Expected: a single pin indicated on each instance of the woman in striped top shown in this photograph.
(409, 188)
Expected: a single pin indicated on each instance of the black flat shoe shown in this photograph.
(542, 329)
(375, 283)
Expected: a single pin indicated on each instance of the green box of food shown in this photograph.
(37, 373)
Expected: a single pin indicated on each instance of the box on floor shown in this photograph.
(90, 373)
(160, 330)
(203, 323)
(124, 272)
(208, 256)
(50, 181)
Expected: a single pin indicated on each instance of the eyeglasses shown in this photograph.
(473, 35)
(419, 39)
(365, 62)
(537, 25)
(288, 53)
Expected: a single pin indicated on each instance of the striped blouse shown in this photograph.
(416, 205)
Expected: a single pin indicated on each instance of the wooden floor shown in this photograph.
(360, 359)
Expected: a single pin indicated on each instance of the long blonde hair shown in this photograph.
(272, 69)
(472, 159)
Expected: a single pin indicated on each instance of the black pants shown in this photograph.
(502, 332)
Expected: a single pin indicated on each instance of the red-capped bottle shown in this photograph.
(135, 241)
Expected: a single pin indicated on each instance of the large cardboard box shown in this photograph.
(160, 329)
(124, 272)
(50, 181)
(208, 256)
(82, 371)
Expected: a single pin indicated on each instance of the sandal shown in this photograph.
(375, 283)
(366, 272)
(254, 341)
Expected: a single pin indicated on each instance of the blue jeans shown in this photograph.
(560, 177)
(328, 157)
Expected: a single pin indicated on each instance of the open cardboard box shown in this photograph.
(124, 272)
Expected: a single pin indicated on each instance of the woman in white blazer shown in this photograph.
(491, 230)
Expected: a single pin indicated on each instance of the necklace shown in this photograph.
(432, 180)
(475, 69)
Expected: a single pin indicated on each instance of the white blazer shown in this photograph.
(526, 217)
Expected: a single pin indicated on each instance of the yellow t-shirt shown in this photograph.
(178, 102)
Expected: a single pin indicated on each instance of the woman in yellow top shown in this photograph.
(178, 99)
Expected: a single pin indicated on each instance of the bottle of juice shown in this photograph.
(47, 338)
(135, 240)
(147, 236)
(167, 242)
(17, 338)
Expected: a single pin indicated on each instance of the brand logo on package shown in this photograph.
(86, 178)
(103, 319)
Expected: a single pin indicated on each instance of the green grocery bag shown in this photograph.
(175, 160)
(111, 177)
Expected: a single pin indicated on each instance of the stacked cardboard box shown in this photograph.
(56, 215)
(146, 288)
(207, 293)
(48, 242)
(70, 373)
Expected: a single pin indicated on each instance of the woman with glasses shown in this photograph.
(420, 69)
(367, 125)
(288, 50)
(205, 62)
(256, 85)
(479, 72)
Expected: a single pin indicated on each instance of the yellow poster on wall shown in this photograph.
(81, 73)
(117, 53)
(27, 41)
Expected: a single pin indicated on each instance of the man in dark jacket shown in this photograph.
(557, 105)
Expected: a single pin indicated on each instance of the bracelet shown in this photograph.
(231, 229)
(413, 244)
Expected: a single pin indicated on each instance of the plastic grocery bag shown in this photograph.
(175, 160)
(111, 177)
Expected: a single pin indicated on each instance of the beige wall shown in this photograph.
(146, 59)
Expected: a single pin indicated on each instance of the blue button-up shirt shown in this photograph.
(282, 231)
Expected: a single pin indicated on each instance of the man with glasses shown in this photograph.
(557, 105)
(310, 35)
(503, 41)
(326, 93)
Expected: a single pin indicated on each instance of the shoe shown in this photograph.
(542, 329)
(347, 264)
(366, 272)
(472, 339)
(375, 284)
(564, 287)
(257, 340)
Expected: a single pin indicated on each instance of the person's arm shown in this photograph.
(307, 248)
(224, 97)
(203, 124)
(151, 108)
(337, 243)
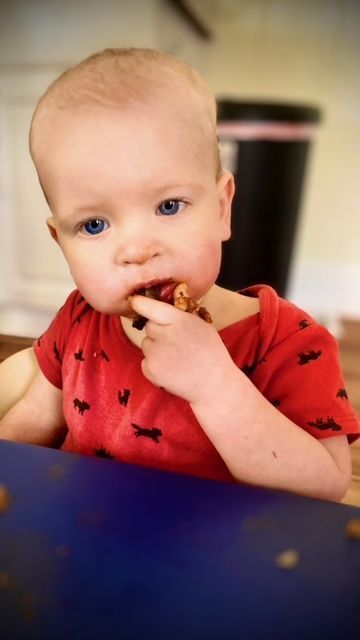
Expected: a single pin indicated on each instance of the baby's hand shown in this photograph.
(182, 353)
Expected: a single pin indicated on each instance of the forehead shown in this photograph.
(75, 147)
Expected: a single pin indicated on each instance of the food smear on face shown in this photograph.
(172, 293)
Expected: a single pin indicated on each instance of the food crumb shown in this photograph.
(353, 529)
(5, 499)
(5, 580)
(288, 559)
(56, 472)
(62, 551)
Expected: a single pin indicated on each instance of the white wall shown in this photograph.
(266, 49)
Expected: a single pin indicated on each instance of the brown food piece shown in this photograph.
(353, 529)
(288, 559)
(139, 322)
(185, 303)
(173, 294)
(5, 499)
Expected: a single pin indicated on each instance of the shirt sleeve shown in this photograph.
(301, 375)
(50, 347)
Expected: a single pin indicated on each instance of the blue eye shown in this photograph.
(95, 226)
(171, 207)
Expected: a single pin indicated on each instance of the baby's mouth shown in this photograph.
(158, 291)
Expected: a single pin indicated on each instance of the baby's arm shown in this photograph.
(36, 414)
(262, 446)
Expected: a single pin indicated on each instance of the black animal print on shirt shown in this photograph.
(57, 353)
(81, 405)
(103, 453)
(305, 358)
(324, 424)
(123, 397)
(154, 433)
(342, 394)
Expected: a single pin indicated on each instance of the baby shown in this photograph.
(126, 151)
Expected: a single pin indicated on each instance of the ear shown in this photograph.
(226, 190)
(52, 229)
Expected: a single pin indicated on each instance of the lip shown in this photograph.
(151, 283)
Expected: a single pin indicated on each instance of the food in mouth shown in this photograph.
(172, 293)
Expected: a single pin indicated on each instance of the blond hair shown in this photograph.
(119, 78)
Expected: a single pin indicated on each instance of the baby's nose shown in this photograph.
(136, 254)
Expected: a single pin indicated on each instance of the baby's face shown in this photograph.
(135, 202)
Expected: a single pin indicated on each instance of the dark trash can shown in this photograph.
(266, 146)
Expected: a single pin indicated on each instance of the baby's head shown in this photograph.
(125, 79)
(127, 155)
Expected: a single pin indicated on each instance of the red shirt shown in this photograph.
(112, 410)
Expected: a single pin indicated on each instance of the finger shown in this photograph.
(158, 312)
(146, 345)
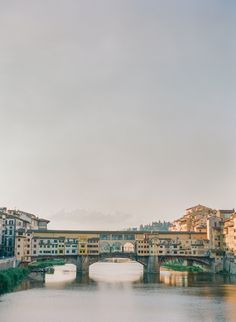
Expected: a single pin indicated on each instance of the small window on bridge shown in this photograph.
(105, 236)
(129, 237)
(117, 237)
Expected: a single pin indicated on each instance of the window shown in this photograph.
(104, 236)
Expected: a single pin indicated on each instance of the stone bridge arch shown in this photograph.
(188, 261)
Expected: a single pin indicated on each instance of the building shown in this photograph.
(35, 243)
(215, 233)
(12, 222)
(230, 235)
(194, 219)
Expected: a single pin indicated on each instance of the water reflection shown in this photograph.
(116, 272)
(62, 274)
(170, 296)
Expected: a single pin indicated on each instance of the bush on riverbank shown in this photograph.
(10, 278)
(183, 268)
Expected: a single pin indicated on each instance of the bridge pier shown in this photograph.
(84, 261)
(153, 265)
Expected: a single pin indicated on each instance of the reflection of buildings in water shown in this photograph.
(116, 272)
(174, 278)
(62, 274)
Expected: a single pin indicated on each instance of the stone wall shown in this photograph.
(7, 263)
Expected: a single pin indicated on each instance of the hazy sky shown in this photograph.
(117, 112)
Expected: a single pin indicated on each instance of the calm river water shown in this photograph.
(117, 292)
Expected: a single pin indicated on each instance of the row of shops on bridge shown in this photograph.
(33, 244)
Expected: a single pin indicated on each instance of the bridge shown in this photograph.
(84, 248)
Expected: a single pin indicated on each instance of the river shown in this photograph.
(118, 292)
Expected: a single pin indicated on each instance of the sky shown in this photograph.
(117, 113)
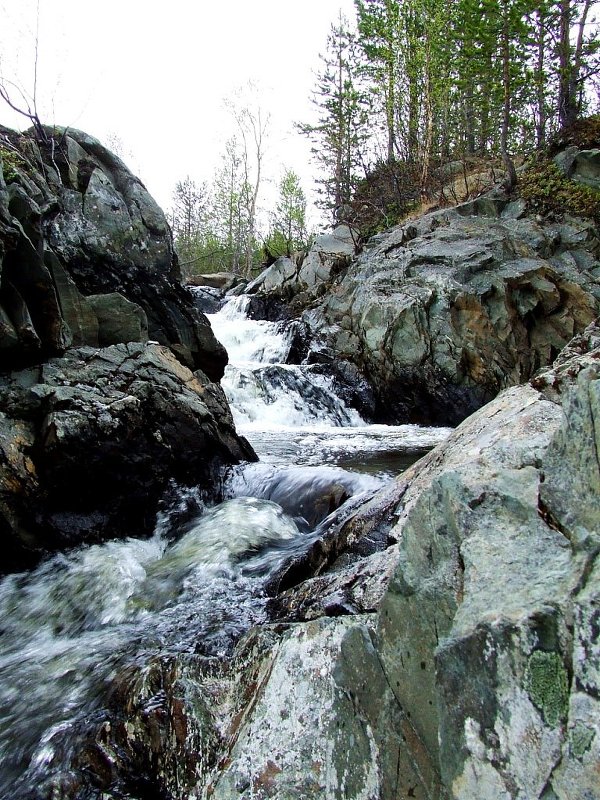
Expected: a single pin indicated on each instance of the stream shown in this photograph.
(68, 627)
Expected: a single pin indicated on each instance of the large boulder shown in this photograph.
(440, 314)
(90, 442)
(443, 313)
(75, 225)
(459, 660)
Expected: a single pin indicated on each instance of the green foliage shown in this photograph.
(385, 196)
(11, 164)
(547, 685)
(288, 221)
(339, 135)
(548, 190)
(584, 133)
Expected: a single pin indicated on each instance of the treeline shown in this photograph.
(403, 91)
(409, 86)
(217, 226)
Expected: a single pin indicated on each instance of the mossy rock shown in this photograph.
(547, 685)
(549, 191)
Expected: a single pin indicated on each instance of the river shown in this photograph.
(69, 626)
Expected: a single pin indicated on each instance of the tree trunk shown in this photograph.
(511, 175)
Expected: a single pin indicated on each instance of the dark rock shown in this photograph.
(74, 223)
(442, 314)
(90, 441)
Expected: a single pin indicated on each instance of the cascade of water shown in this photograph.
(264, 391)
(68, 628)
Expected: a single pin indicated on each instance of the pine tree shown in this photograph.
(340, 133)
(288, 222)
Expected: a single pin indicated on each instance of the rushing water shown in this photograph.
(68, 627)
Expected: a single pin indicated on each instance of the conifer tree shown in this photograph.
(339, 135)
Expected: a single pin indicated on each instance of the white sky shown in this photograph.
(156, 74)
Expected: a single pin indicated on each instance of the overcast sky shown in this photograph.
(155, 74)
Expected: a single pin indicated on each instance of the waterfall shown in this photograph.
(71, 626)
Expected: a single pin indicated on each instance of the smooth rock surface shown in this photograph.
(460, 659)
(440, 314)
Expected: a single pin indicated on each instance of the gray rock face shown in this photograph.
(90, 441)
(75, 224)
(309, 273)
(442, 314)
(461, 661)
(582, 166)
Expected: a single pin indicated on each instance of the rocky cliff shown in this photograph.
(108, 373)
(441, 313)
(456, 659)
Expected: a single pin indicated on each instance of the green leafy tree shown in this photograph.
(189, 219)
(288, 222)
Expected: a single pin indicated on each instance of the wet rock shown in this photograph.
(311, 272)
(442, 314)
(470, 665)
(454, 655)
(75, 223)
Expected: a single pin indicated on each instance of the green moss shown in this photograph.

----

#### WHAT THE TASK REQUIRES
The lines beginning with the one that holds "Expected: a single pin indicated on each instance of the rocky" and ending with the last line of the data above are to be reproduced exactly, and nothing else.

#### RESULT OF THE TASK
Expected: a single pin indicated on each instance of the rocky cliff shown in this photograph.
(108, 373)
(441, 313)
(456, 659)
Expected: a single pin indicated on each instance of the green leafy tree shown in this photograph.
(189, 219)
(288, 222)
Expected: a single pin indicated on each instance of the wet rock shown in this photograph.
(311, 272)
(442, 314)
(470, 665)
(454, 655)
(75, 223)
Expected: a single pin indicated on each instance of the green moss shown in this photograph.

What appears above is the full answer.